Task requirements:
Line for line, the listing below is to be transcribed exactly.
▼▼▼
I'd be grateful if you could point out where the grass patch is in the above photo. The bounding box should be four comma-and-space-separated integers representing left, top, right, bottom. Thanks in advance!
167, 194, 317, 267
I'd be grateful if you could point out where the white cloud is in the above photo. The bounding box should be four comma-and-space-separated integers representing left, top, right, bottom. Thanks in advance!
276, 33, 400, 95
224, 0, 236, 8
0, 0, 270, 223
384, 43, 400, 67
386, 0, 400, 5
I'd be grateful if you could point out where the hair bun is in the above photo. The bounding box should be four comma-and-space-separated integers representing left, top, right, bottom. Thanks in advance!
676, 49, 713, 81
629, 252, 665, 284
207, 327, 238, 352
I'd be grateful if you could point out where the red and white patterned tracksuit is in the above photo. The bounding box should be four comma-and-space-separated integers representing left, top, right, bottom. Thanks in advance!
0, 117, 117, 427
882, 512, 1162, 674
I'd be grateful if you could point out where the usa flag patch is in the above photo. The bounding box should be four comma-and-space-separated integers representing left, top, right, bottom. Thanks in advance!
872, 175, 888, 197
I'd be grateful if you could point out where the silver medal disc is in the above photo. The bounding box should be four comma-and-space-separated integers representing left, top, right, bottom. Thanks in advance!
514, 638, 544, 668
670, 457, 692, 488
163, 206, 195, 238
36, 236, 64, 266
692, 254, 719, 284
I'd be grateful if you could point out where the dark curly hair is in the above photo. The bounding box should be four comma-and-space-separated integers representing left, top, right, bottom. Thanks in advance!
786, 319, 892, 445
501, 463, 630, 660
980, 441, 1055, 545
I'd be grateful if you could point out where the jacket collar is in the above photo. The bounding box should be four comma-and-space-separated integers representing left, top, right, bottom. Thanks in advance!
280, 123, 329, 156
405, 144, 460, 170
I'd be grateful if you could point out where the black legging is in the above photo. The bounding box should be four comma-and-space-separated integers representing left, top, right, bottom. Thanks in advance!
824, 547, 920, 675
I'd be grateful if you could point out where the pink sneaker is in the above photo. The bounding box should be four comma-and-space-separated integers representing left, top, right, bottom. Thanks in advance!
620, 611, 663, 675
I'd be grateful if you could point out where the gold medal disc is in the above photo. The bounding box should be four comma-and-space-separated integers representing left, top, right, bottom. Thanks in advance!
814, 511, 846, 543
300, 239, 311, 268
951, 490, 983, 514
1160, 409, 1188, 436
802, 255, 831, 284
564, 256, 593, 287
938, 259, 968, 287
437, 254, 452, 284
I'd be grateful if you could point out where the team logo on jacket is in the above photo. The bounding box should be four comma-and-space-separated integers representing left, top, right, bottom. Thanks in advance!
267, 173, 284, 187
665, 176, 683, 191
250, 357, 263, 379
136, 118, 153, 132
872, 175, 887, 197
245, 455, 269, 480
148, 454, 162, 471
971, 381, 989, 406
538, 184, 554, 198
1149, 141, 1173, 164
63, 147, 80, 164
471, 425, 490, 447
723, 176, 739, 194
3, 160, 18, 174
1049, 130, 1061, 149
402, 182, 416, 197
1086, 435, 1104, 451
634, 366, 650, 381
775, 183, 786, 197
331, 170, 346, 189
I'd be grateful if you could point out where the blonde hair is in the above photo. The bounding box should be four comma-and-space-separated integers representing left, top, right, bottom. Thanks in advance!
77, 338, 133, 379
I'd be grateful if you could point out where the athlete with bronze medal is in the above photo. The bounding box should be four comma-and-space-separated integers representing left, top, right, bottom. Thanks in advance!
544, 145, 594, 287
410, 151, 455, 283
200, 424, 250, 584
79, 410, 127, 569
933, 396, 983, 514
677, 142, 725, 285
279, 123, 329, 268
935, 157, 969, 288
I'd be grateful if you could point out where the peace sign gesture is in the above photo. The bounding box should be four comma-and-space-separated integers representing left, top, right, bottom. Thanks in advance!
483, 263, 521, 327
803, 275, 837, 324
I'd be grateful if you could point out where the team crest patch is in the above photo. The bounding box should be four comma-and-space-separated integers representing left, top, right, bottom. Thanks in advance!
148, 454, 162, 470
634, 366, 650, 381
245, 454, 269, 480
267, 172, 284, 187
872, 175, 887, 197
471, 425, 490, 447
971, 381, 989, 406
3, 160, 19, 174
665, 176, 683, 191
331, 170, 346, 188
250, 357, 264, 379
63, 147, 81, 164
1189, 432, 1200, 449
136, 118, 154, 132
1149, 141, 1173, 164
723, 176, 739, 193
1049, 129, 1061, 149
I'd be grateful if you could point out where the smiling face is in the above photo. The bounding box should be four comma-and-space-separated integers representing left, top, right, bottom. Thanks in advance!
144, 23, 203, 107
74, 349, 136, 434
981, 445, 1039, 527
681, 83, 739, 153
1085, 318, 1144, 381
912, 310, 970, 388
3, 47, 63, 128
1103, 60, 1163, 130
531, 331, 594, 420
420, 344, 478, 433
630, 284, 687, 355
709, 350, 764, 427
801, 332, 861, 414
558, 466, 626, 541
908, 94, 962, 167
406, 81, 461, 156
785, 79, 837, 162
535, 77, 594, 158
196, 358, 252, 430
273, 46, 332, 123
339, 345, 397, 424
▲▲▲
Reply:
I'd be grateful if you could point out where the grass patch is in the above photo. The bounding box should be four comma-and-space-separated integers representing left, top, right, bottom. Thanks in advance!
167, 194, 317, 267
I'd be grateful if you could point out where the white cloud is in the above photo. The bounding box should be four comma-and-space-separated integers representing left, top, right, bottom. Thanks in advance!
276, 33, 400, 95
224, 0, 236, 8
0, 0, 270, 223
384, 43, 400, 67
386, 0, 400, 5
I'd be grateful if you could point out where the hair bun is in the above photo. The bounding box should be four comma-and-space-separated integers representing left, top, right, bottom. Thanks in advance!
676, 49, 713, 81
629, 252, 665, 284
207, 327, 238, 352
I'd be grateful if you could point out where the red and white patterned tracksuit is in the above photo. The bounding box should be four comma-and-space-separated integers representing left, top, right, bottom. Thanks in advance!
0, 117, 117, 427
882, 512, 1162, 674
I'd be grateful if you could point out where the usa flag patch is in the above photo. The bounding box should be four comma-and-space-separated integers representing left, top, right, bottom. Thanks in advance!
872, 175, 888, 197
I'd be grateful if you could point out where the silver medal disc is in the above photo. The bounding box should be four comma-and-space-separated integers representing left, top, right, bottom. Thanks in advance!
514, 638, 544, 668
670, 457, 692, 488
163, 206, 195, 238
36, 236, 64, 266
692, 254, 719, 284
I'd be grateful if you could point out where the dark curly hair is in the above photo. The bounding box should be four comma-and-space-separated integers representing left, top, right, bottom. Thanks in advance!
786, 319, 892, 445
501, 463, 630, 660
980, 441, 1055, 545
I'd be grateful if you could point out where the jacket collar is in the above photo. The bounding box should be four comma-and-space-separated integers representing left, top, right, bottom. Thanks in advance!
280, 123, 329, 156
405, 144, 460, 170
I'd be grateful if you could point out where the black legging is in the above photo. The bounding box should be four comma-and-space-separated integers representing left, top, right, bottom. Thanks in advance!
824, 547, 920, 675
I'd be grateful if you could point out where the pink sneaker is in the above photo. The bounding box should be four comma-and-space-separated integers representing left, top, right, bottom. Thanks in advance!
620, 611, 663, 675
I'd be grateful if you could point out where the gold medal disc is in the above photo. The bounding box should be four comma-and-space-separated integers representing left, top, right, bottom. Thanks in advance!
814, 511, 846, 543
300, 239, 311, 268
951, 490, 983, 514
1160, 409, 1188, 436
802, 255, 831, 284
564, 256, 593, 287
938, 259, 968, 287
437, 254, 452, 284
I'd be grateful if you could point out where the team logo on jacket is in the above photo. The bounding box should be four comma-and-space-separated integers representing left, top, right, bottom. Thanks in advance!
267, 173, 284, 187
665, 176, 683, 191
250, 357, 263, 379
136, 118, 153, 132
872, 175, 887, 197
245, 455, 269, 480
148, 454, 162, 471
971, 381, 989, 406
538, 184, 554, 198
1149, 141, 1173, 164
63, 147, 80, 164
471, 425, 490, 447
723, 176, 739, 194
3, 160, 18, 174
1049, 130, 1061, 149
402, 182, 416, 197
1086, 435, 1104, 451
634, 366, 650, 381
775, 183, 786, 197
331, 170, 346, 189
I'd be grateful if you could point out where the blonde hair is in the above photo. The bounding box should be four comma-and-space-separated integers representing left, top, right, bottom. Thanks in advance!
77, 338, 133, 379
I'd be grateful if you could point out where the athlete with bronze medal is in the above photo. The bounding box should be four comma-and-space-separated integers representing left, top, right, bottom. Thanks in advance!
544, 145, 594, 287
410, 151, 455, 283
200, 424, 250, 584
79, 410, 127, 569
933, 396, 983, 514
677, 142, 725, 285
279, 123, 329, 268
935, 157, 969, 288
I'd be grateful if you could point out where the peace sign gesture is in the above photo. The bounding box should be four comma-and-space-separated integers representing left, top, right, bottom. Thanks in advance!
483, 263, 521, 327
803, 275, 837, 324
I'd be grateful if you could point out where the team crest patch is in the above photo. The bounding box should be four comma-and-space-separated integers representing left, top, right, bottom. Thanks in advance!
148, 454, 162, 470
634, 366, 650, 381
245, 454, 269, 480
267, 172, 284, 187
872, 175, 887, 197
471, 425, 490, 447
971, 381, 989, 406
3, 160, 19, 174
665, 176, 683, 191
331, 170, 346, 188
250, 357, 264, 379
63, 147, 81, 164
1189, 432, 1200, 449
136, 118, 154, 132
1149, 141, 1173, 164
723, 176, 739, 193
1049, 129, 1061, 149
I'd be grateful if you could point out where the smiling face is in the above photo. The bounding box should be four comma-and-space-separated integers representing left, top, right, bottom. Thanks in advance!
144, 23, 203, 107
74, 349, 136, 434
981, 445, 1039, 527
681, 83, 739, 153
1085, 318, 1144, 381
912, 310, 970, 388
3, 47, 63, 128
1103, 60, 1163, 130
531, 331, 594, 420
420, 344, 478, 433
630, 284, 687, 355
709, 350, 764, 427
801, 332, 861, 414
558, 466, 626, 541
908, 94, 962, 167
406, 81, 461, 156
785, 79, 837, 162
535, 77, 594, 158
196, 358, 252, 430
273, 46, 332, 123
339, 345, 397, 424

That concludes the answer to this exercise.